What this task involves: Each entry below should be printed exactly, with every image left out.

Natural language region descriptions
──────

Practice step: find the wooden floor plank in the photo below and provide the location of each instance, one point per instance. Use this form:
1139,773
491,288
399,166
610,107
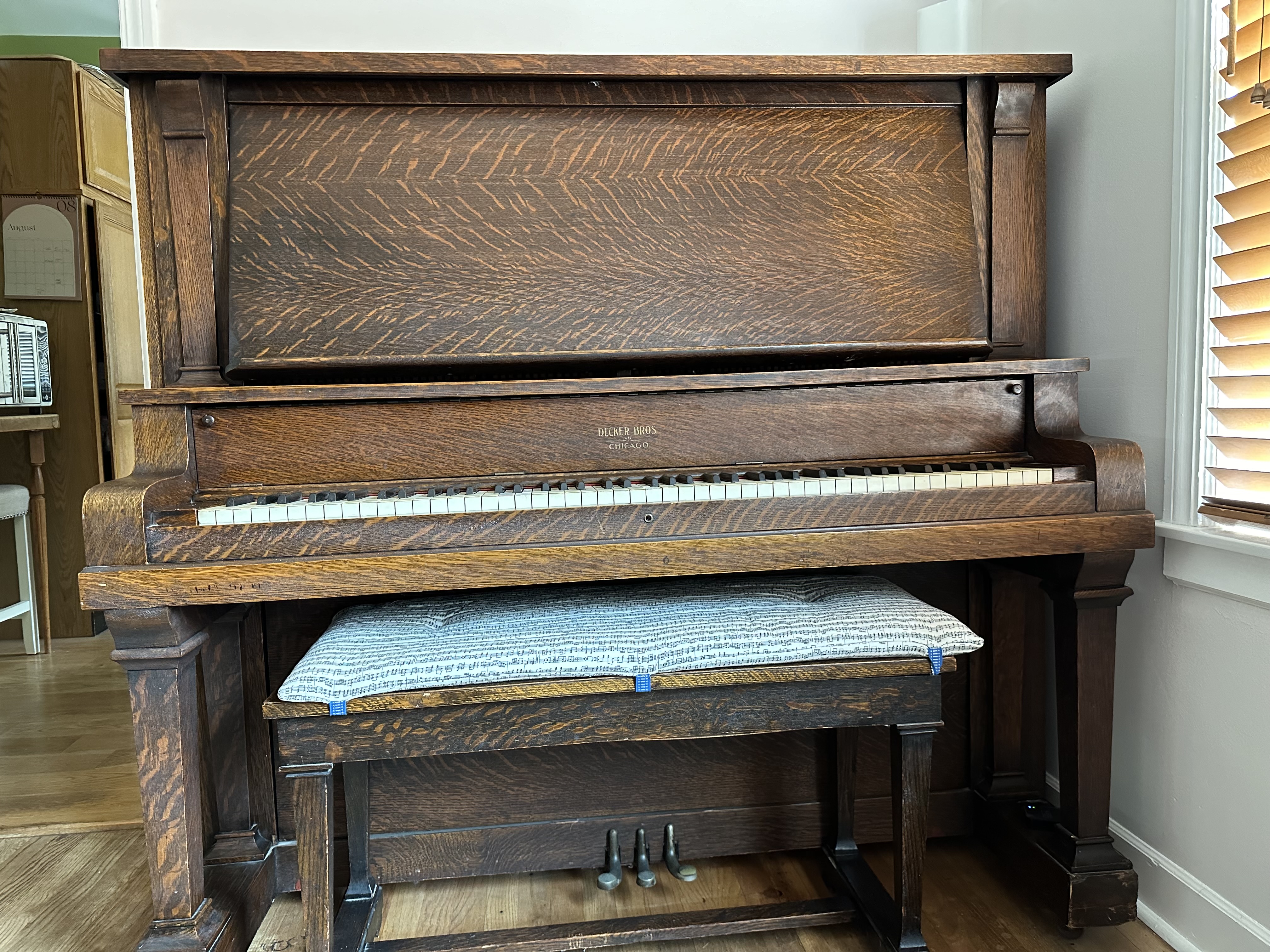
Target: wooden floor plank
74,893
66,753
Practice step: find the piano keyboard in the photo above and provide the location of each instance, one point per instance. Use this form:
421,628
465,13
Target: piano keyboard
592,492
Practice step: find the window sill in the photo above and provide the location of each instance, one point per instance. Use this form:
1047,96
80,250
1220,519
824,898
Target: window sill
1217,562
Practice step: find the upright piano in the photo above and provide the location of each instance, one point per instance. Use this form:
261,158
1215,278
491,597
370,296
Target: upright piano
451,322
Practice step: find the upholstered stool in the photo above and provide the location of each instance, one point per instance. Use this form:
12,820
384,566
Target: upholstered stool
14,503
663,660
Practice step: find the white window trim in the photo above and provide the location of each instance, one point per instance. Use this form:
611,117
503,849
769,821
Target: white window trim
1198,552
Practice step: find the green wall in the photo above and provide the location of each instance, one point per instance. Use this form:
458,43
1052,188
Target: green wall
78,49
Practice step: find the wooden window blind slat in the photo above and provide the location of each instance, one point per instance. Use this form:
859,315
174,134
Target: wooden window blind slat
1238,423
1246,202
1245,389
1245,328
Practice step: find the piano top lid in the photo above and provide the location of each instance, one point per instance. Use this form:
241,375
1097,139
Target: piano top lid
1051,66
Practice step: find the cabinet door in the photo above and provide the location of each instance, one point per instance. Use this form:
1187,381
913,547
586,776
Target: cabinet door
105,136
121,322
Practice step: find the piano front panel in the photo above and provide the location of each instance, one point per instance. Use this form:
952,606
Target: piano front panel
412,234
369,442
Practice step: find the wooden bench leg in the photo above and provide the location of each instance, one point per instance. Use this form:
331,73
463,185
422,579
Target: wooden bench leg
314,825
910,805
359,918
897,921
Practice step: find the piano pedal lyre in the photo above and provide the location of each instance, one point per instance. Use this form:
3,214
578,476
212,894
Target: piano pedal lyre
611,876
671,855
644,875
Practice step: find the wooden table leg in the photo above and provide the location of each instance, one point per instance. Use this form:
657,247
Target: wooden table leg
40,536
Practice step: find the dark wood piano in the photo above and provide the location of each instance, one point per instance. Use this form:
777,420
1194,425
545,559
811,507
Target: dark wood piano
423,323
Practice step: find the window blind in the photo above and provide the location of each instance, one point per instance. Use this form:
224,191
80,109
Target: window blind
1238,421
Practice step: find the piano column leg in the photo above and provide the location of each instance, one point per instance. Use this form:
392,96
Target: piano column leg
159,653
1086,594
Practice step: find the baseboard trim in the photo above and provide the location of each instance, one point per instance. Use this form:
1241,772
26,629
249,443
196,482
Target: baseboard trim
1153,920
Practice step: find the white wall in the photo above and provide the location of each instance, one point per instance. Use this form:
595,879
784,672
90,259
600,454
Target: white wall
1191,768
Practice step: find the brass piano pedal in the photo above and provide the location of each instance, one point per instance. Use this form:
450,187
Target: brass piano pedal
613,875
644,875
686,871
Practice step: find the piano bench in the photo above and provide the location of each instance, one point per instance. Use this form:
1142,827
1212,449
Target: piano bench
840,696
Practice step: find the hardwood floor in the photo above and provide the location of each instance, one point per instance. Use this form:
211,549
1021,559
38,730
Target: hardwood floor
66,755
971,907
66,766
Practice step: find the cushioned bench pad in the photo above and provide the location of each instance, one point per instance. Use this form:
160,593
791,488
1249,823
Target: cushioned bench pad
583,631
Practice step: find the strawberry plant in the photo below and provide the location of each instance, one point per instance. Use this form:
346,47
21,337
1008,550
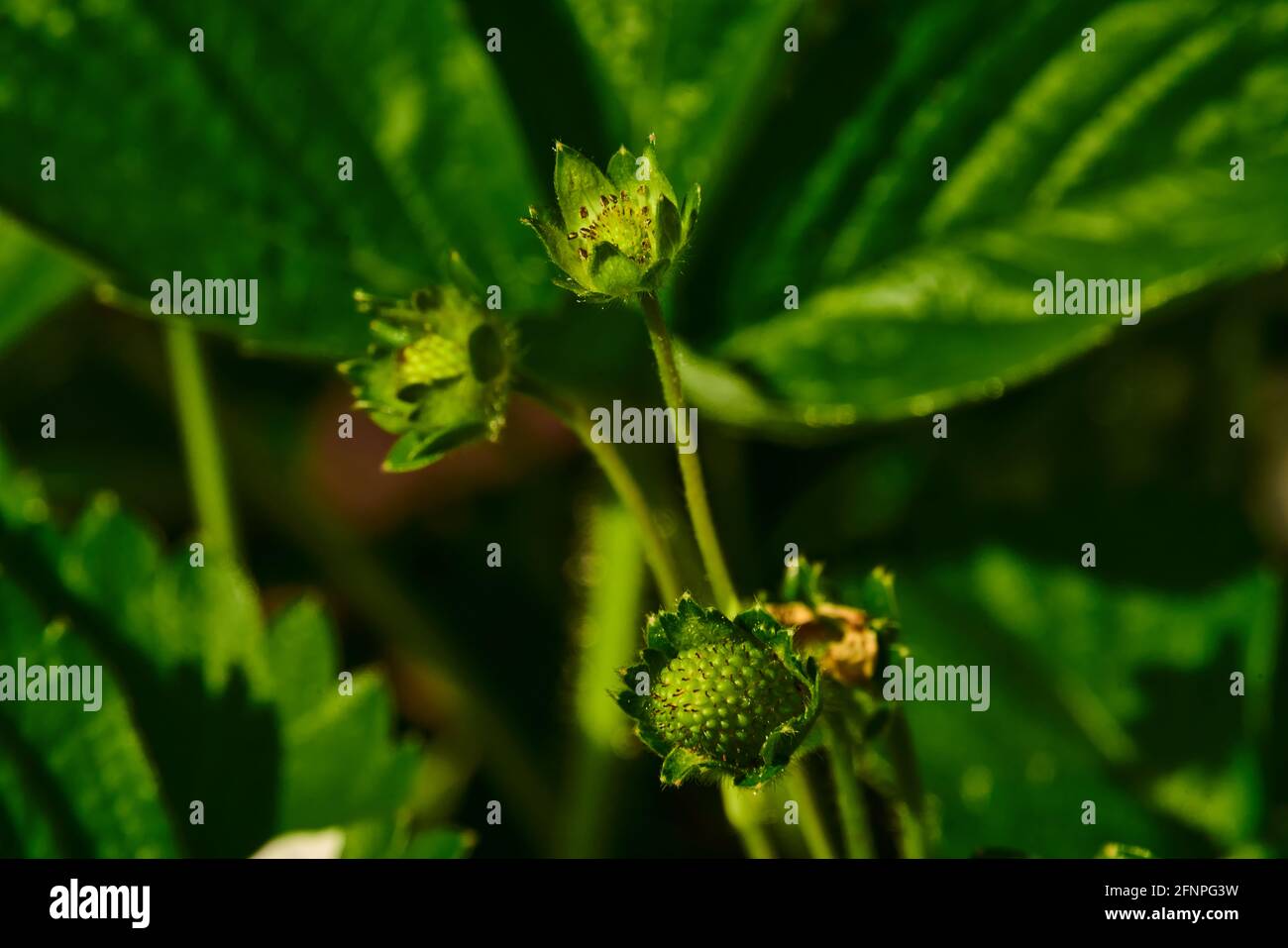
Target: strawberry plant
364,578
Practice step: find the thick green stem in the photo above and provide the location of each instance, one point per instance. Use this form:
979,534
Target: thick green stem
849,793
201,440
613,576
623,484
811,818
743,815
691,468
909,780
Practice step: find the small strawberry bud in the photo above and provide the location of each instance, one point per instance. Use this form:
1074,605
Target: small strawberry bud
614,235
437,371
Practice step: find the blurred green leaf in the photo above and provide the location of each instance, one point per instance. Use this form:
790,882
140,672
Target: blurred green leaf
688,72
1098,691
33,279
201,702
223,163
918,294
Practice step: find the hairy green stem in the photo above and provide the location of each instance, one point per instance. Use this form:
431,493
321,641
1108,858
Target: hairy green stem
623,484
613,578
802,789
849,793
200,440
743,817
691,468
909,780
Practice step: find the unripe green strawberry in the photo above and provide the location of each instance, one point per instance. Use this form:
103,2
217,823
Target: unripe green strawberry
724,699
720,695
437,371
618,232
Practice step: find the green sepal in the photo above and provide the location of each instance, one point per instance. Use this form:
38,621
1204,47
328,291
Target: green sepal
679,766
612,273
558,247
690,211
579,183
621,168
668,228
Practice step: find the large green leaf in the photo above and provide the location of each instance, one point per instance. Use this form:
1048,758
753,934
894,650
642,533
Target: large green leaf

──────

Response to the task:
Practice step: find the wooden floor plank in the photo below and provide the location of each instance, one point per instance. Use this form:
1139,773
491,288
399,166
610,107
Target: wooden floor plank
74,893
66,753
Practice step: find the piano keyboard in the photo above and provide the location of each instance, one point per instance. Use this form:
421,628
465,13
Target: piano keyboard
592,492
Practice step: find the window sill in the photo above and provide the location of each instance, one point per instance. Use this form:
1047,96
80,250
1220,519
824,898
Target: window sill
1217,562
Practice step: find the upright piano in the photo above and provide the location of each instance, one point per instance. Use this form:
261,158
1215,278
491,597
370,296
Target: upright piano
451,322
Practice step: find the upholstered stool in the photo above and provide the location of each instance, one point per instance. Use this form:
12,820
384,566
Target: upholstered stool
14,503
663,660
Practice step: find the white window trim in the photo above and provide the location of each instance, one point per instance. Use this form:
611,117
503,849
769,821
Target: white window trim
1198,552
Practice step: find the green wall in the photo above and provide the location of each instance, one point per instance. Use this form:
458,43
1052,188
Target: green wall
78,49
Practice step: find the wooden window blind slat in the photo above and provide the location of each instance, one point per instance. Use this form:
859,315
174,134
Target: wooden window blind slat
1238,423
1246,202
1245,389
1245,328
Practice step: find the piano top lid in the photo above and provide the location of each instance, one point per instance. Use this form:
241,375
1097,139
Target: piano top lid
1051,66
Practice step: find the cabinet door in the photo above and provide the location of each instance, one point per instance. Use this form:
1187,381
913,547
586,776
Target: cabinet door
105,136
121,322
Practice step: find the piano front panel in the photo above and provide the location of each instance, one point per instance. Use this form:
952,606
Target: piano front panel
412,234
369,442
Practice step: find the wooden bench leg in the photo above and provide the location of each instance, one point per instance. Use this form:
331,73
463,185
422,579
Target: wooden bench leg
314,825
910,805
359,918
897,921
Practice step: find the piano pedal lyre in the photo above and provide the location of each instance, one point per instance. Use this form:
3,214
578,476
212,894
Target: piano pedal lyre
611,876
671,855
644,875
Practice step: find the wooden table leg in the photo above and provide the location of each instance, one point per instance. Use this form:
657,247
Target: wooden table leg
40,536
Practice step: find the dark wood piano in the photo above and provide the location of each instance, one point per instance. Use this form:
777,420
1194,425
545,559
811,507
Target: dark wood piano
423,323
Practice step: find the window blind in the photo above and provide the location of each instance, one point per instance. Use this form:
224,191
80,109
Target: window blind
1238,421
Practice step: find the piano column leg in the photo above and provide the location of each instance, one point per instance. Use this form:
392,96
Target: piano column leg
159,653
1086,594
Practice step: find the baseboard trim in the photo above and provide the location of each instance, one point per instance. Use this form:
1241,772
26,629
249,443
196,482
Target: baseboard trim
1153,920
Practice step: find the white wall in the photo above and provide the location of each instance, one point per instance. Use this form:
595,879
784,672
90,259
600,454
Target: white wall
1191,768
Practice step: find the brass piano pedal in the photo above and provide the location of each instance, one point per instance. Use this form:
450,187
Target: brass piano pedal
613,875
644,875
686,871
Practice step: find the piano bench in the photo above and provide the location of each instance, one point per instance. Use this form:
1142,827
1212,449
Target: piano bench
840,696
Practice step: find the hardwood floor in the photo above and provide the location of each instance, one point per instance. Use this form:
211,549
1021,559
38,730
Target: hardwood floor
66,755
971,907
66,766
Practice step: find the cushioned bench pad in the photo above and provide the location of each instance, one point per instance. Use this form:
160,593
791,488
1249,823
Target: cushioned bench pad
583,631
Practice step: find the strawberry plant in the photo below and provide the location of each instance, one point per instance. Use this form:
346,47
21,337
1008,550
Target: strawberry plant
364,578
Practice step: find the thick green stem in the photo above and provide the location of each instance, one point per instance. Use this form:
979,534
Target: thick green stem
849,793
201,440
613,576
623,484
811,818
743,815
691,468
909,780
Practice step: find the small strawberry bud in the photo above and provide the location of each instance, one point per instance. Use this form:
1074,605
Target: small strawberry bud
614,235
437,371
Practice step: find the blurred green leaf in the photo above and provide the location of each instance, one point per instance. Use this form:
790,882
140,672
Target: blurred green leaf
688,72
1098,691
33,279
201,702
223,163
918,294
Practice step: find the hairy green stem in the photo above and provide the location of each instance, one point per instance. Use this form:
431,493
321,641
1108,858
Target: hairy green stem
623,484
613,578
802,789
849,793
200,440
743,817
691,468
909,780
Practice step: find the unripe green strawberry in the photo above and provide the location of each instance, one point per instance. Use this form:
103,2
217,823
Target: unripe green strawberry
724,699
720,695
437,371
618,232
Practice step: find the green sepal in the photo above and provide the location of each instance, one point per instance. Use this form:
38,621
1204,47
328,291
Target: green sepal
679,766
612,273
558,247
690,211
579,183
621,168
668,228
Practice step: find the large green leaf in the photo above and provide the location of each instance, one point per instance. Use this form:
1048,758
753,934
894,650
642,533
Target: large green leaf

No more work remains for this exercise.